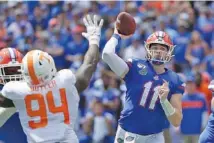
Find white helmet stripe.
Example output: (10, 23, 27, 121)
(8, 48, 16, 62)
(158, 31, 164, 39)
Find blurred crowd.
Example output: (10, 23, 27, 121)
(0, 1, 213, 143)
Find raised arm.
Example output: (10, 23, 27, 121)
(102, 27, 131, 78)
(75, 15, 103, 93)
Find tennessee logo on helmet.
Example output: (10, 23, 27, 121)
(23, 50, 57, 86)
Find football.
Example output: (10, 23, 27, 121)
(116, 12, 136, 36)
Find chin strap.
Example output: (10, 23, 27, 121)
(151, 60, 164, 65)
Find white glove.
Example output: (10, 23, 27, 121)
(82, 15, 104, 46)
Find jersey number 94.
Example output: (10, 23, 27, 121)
(24, 88, 70, 129)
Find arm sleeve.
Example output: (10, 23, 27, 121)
(168, 75, 185, 100)
(60, 69, 76, 84)
(172, 76, 185, 95)
(102, 36, 129, 78)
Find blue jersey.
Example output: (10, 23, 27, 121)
(199, 81, 214, 143)
(119, 59, 184, 135)
(200, 93, 214, 143)
(199, 113, 214, 143)
(181, 93, 207, 135)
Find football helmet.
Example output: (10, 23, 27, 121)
(145, 31, 175, 64)
(0, 48, 23, 85)
(22, 50, 57, 86)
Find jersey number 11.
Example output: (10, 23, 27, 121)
(139, 81, 160, 109)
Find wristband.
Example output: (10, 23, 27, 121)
(89, 35, 100, 46)
(160, 99, 176, 117)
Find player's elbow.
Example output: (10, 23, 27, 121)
(172, 113, 183, 127)
(79, 79, 90, 92)
(172, 120, 181, 127)
(102, 44, 115, 61)
(75, 76, 90, 93)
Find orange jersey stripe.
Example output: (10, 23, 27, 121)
(182, 101, 203, 108)
(27, 51, 40, 85)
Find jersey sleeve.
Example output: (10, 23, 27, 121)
(59, 69, 76, 84)
(171, 74, 185, 95)
(123, 58, 135, 82)
(1, 82, 21, 100)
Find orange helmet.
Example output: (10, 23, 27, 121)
(0, 48, 23, 85)
(145, 31, 175, 63)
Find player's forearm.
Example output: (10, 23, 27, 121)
(82, 44, 100, 82)
(75, 44, 99, 92)
(160, 99, 182, 127)
(167, 108, 182, 127)
(102, 35, 129, 78)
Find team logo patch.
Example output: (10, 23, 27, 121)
(125, 136, 134, 142)
(137, 63, 144, 68)
(137, 63, 147, 75)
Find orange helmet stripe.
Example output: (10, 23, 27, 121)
(27, 51, 40, 85)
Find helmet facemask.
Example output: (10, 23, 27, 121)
(0, 63, 23, 85)
(145, 43, 175, 65)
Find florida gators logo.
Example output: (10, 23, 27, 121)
(126, 136, 134, 142)
(138, 63, 147, 75)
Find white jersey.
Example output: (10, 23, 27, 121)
(1, 69, 79, 143)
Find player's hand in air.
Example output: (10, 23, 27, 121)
(82, 15, 104, 46)
(158, 79, 170, 102)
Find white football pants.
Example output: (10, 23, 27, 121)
(114, 125, 164, 143)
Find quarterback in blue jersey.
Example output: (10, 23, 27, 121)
(102, 25, 184, 142)
(199, 80, 214, 143)
(0, 48, 27, 143)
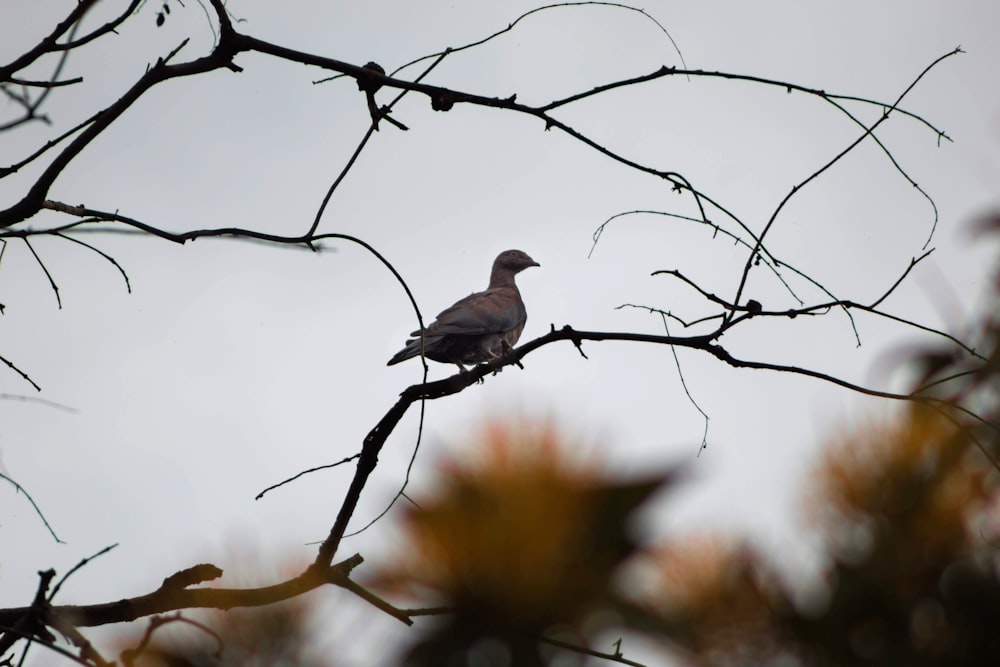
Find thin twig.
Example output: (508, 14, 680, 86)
(590, 209, 803, 305)
(48, 544, 119, 602)
(0, 472, 64, 543)
(0, 354, 42, 392)
(660, 314, 710, 456)
(53, 233, 131, 292)
(255, 453, 361, 500)
(0, 111, 100, 179)
(22, 238, 60, 308)
(538, 634, 650, 667)
(616, 303, 721, 329)
(305, 124, 378, 241)
(391, 2, 688, 81)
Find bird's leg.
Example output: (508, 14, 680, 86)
(499, 340, 524, 370)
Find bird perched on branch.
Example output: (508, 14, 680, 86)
(388, 249, 540, 371)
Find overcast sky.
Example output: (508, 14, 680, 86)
(2, 1, 1000, 664)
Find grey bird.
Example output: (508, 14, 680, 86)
(387, 249, 540, 370)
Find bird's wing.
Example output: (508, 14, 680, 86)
(414, 287, 526, 337)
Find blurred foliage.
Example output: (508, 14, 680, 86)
(639, 402, 1000, 666)
(376, 419, 679, 667)
(797, 407, 1000, 666)
(639, 537, 787, 660)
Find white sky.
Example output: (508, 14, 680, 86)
(2, 1, 1000, 664)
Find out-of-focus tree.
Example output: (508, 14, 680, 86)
(636, 404, 999, 666)
(632, 225, 1000, 666)
(374, 419, 678, 667)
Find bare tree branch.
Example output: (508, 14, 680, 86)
(0, 554, 365, 630)
(52, 1, 144, 51)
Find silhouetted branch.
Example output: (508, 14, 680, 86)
(0, 554, 365, 630)
(616, 303, 719, 329)
(658, 314, 711, 455)
(391, 2, 687, 81)
(53, 233, 131, 293)
(21, 238, 60, 308)
(335, 577, 414, 626)
(539, 634, 652, 667)
(48, 545, 119, 603)
(0, 569, 57, 660)
(307, 123, 379, 241)
(3, 76, 82, 89)
(0, 471, 63, 543)
(342, 393, 427, 539)
(0, 354, 42, 392)
(255, 453, 361, 501)
(53, 1, 144, 51)
(0, 111, 100, 178)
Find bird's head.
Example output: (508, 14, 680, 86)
(494, 249, 540, 274)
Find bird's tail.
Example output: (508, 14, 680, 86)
(386, 339, 420, 366)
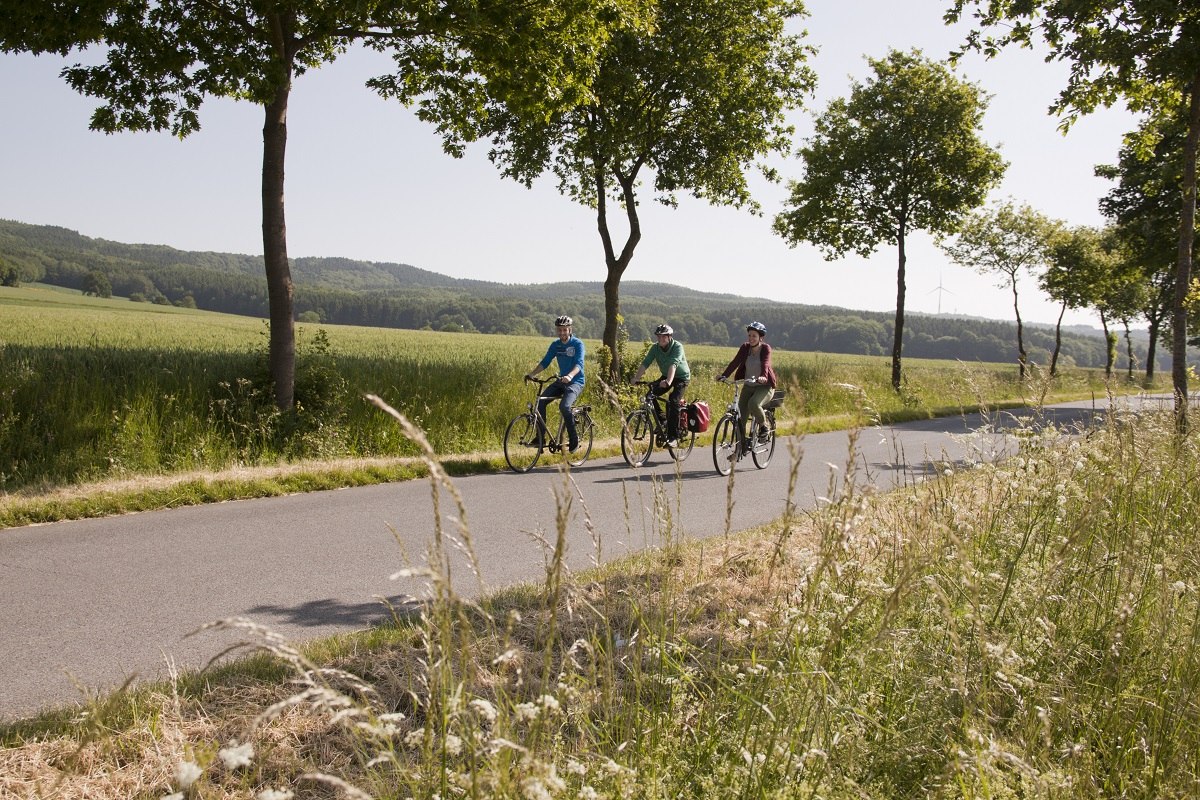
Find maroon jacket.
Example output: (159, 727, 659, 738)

========

-- What you need to do --
Report the count of lines in the entries that contain "blue". Nothing else should be given.

-- Answer to the exercise --
2